### TEXTE:
..............................

Pierre Bellaiche, président du Syndicat Hippique SHN-CGC
« Supprimer les courses jeudi prochain ne sert à rien, cela envoie juste le signal au gouvernement qu’on a les moyens de se priver de plus de 3 millions d’euros de recettes nettes. »
Guillaume Macaire, entraîneur d’obstacles bien connu dans le milieu
Un projet de loi controversé
Au cœur des revendications : un amendement au projet de loi de finances 2025, qui propose d’alourdir la fiscalité des paris hippiques, touchant aussi bien les paris enregistrés en points de vente (de 6,9 % à 7,5 %) que ceux en ligne (de 6,9 % à 15 %). Le député Charles de Courson avait également introduit une proposition pour taxer les gains supérieurs à 1 500 euros à hauteur de 13,7 %, mais celle-ci a également été rejetée. Pourtant, la filière demeure mobilisée, craignant un retour de ces mesures sous une forme différente.
«Ce type de fiscalité met en péril l’activité des éleveurs, entraîneurs et autres professionnels.»

..............................

### DONNÉES:
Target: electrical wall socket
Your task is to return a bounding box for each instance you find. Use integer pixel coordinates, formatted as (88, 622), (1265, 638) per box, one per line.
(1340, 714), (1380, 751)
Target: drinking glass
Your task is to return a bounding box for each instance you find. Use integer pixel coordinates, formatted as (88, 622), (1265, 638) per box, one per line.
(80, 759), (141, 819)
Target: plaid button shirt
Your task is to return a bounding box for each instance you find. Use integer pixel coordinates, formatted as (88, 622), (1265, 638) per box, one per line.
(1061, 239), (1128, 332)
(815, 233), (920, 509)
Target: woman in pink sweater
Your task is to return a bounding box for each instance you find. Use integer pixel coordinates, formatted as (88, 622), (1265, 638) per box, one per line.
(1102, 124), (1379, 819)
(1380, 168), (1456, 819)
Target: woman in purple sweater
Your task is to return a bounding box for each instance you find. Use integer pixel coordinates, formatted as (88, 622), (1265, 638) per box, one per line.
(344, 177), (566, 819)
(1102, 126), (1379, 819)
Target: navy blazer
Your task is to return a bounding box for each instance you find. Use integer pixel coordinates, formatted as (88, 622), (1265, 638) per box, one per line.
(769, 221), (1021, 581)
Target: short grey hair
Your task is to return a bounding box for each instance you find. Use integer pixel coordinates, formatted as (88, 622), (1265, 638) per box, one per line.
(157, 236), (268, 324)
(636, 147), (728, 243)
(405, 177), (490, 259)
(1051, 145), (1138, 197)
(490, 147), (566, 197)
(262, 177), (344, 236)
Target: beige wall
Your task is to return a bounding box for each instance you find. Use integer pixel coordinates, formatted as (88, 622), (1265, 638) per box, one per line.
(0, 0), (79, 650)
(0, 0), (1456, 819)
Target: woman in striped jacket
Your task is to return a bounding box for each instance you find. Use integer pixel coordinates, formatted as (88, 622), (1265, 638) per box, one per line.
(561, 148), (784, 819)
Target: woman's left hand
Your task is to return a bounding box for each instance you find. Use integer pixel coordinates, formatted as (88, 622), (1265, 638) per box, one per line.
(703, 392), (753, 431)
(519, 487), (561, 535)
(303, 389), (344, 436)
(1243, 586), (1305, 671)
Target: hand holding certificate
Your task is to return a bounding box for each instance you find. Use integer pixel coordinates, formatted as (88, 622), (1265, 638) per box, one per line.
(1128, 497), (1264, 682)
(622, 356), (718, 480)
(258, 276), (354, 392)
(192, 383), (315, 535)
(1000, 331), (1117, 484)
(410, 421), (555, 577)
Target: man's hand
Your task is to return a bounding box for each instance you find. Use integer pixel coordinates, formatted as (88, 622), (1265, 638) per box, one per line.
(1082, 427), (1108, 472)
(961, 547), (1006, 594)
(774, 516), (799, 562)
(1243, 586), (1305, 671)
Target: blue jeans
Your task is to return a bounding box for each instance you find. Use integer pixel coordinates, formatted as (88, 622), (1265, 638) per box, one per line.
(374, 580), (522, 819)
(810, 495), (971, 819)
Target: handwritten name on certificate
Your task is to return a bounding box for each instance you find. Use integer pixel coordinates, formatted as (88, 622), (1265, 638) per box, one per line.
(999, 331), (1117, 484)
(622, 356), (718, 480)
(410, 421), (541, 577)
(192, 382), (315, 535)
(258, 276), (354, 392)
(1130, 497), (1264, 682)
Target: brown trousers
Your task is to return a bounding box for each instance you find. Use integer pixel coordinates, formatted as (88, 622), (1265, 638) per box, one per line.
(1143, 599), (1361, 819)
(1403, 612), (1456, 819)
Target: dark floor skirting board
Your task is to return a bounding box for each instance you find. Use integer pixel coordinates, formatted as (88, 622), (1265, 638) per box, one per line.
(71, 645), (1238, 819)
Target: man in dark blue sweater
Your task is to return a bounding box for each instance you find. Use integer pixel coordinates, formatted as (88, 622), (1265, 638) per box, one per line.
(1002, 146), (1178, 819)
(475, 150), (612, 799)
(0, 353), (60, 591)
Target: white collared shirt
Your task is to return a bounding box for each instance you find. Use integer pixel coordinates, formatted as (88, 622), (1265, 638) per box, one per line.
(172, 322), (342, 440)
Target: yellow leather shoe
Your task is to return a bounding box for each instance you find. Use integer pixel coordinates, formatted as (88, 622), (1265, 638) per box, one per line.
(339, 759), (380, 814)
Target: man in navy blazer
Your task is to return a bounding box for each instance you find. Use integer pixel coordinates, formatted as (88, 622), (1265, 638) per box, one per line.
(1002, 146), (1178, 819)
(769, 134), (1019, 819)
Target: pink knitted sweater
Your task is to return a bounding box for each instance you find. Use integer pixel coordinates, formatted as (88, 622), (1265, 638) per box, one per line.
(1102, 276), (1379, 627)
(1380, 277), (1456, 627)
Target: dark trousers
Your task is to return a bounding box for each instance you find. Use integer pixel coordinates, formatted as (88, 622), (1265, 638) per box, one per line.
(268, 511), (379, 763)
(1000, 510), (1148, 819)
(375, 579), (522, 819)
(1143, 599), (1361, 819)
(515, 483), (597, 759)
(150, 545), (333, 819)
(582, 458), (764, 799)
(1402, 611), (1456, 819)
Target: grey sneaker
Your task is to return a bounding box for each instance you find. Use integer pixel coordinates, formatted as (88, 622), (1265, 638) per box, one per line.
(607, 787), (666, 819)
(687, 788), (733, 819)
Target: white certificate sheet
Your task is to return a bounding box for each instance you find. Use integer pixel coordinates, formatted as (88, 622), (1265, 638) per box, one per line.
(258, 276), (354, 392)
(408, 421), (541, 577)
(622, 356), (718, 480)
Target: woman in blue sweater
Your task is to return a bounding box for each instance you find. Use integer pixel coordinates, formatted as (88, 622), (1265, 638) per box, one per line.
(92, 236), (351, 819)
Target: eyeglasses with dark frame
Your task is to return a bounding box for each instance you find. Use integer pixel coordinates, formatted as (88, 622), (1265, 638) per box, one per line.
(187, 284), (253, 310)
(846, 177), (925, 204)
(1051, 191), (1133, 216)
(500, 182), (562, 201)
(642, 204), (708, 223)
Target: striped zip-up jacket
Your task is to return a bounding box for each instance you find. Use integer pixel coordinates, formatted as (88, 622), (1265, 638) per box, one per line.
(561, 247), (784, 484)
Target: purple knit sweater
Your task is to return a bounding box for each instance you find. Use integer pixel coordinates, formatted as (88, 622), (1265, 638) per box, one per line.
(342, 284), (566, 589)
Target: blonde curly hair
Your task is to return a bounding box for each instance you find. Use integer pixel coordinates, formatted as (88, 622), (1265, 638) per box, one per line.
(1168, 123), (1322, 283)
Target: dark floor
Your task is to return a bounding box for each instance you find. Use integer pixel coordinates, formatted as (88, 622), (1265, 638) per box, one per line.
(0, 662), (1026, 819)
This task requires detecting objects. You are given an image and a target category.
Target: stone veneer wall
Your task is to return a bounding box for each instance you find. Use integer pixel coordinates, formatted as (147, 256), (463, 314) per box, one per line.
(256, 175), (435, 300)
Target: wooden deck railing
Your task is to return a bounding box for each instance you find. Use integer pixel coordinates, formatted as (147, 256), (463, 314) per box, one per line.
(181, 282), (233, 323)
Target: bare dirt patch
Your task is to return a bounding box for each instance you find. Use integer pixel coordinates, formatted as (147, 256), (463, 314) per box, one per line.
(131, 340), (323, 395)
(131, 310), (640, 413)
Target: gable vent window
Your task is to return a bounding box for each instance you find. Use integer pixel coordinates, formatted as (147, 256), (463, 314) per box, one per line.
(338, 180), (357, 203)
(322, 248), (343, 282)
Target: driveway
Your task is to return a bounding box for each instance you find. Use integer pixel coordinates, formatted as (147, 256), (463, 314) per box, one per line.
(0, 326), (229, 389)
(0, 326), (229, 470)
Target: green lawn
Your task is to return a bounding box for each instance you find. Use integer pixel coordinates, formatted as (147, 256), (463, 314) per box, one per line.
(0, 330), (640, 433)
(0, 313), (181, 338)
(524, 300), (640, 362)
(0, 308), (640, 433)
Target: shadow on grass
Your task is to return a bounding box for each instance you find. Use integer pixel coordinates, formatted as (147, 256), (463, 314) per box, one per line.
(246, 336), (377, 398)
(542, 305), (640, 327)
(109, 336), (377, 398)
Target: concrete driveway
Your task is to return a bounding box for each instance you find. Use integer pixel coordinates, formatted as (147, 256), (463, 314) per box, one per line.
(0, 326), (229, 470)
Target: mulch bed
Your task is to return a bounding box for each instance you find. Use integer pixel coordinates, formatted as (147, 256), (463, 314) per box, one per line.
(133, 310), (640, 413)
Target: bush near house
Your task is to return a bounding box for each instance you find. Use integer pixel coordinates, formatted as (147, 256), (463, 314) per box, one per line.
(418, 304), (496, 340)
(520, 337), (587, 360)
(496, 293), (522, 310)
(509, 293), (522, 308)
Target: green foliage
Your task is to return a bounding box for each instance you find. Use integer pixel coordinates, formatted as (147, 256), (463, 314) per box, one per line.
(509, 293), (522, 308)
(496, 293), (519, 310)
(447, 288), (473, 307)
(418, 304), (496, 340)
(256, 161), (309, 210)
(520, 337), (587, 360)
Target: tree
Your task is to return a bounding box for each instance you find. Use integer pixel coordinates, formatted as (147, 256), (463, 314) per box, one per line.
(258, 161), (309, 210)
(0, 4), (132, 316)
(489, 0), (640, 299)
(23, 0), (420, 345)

..............................

Relevez toutes les personnes nommées dans le texte sur la fiscalité des paris hippiques. Pour chacune, indiquez la fonction que le texte lui attribue.

### CORRIGÉ:
- Pierre Bellaiche : président du Syndicat Hippique SHN-CGC
- Guillaume Macaire : entraîneur d'obstacles bien connu dans le milieu
- Charles de Courson : député